=== Provided data ===

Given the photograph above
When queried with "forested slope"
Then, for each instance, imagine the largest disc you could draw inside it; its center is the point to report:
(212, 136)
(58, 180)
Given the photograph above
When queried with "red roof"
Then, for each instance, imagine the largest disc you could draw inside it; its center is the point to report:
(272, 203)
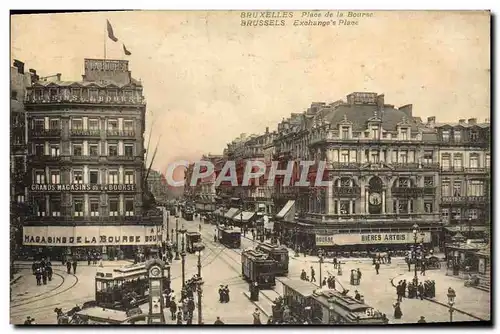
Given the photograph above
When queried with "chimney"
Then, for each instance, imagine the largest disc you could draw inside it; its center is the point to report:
(19, 65)
(407, 109)
(380, 102)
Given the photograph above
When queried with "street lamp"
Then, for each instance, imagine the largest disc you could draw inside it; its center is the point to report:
(415, 238)
(451, 301)
(183, 256)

===

* _What to produce_
With images left out, the data must be transcribed exactly.

* _Response area_
Given the photograph above
When queried with "forested slope"
Then, for each instance, imagine the largest disc you could draw inside it; its center is the point to report:
(212, 136)
(58, 180)
Given the photograph above
When queried with "red roof"
Then, for each instance, imagine the largest disc you could draw inside it; its center is the point to report:
(272, 203)
Given the photograph above
When queried with "chimney"
Then, for each instance, imagine the largest disc you could draw inside it; its center is the point to report:
(19, 65)
(407, 109)
(380, 102)
Given the photograph above
When queried with "street lamp"
Then, for each instance, imagine the largest disc you could draw inside it; its center is the point to report:
(415, 238)
(451, 301)
(183, 256)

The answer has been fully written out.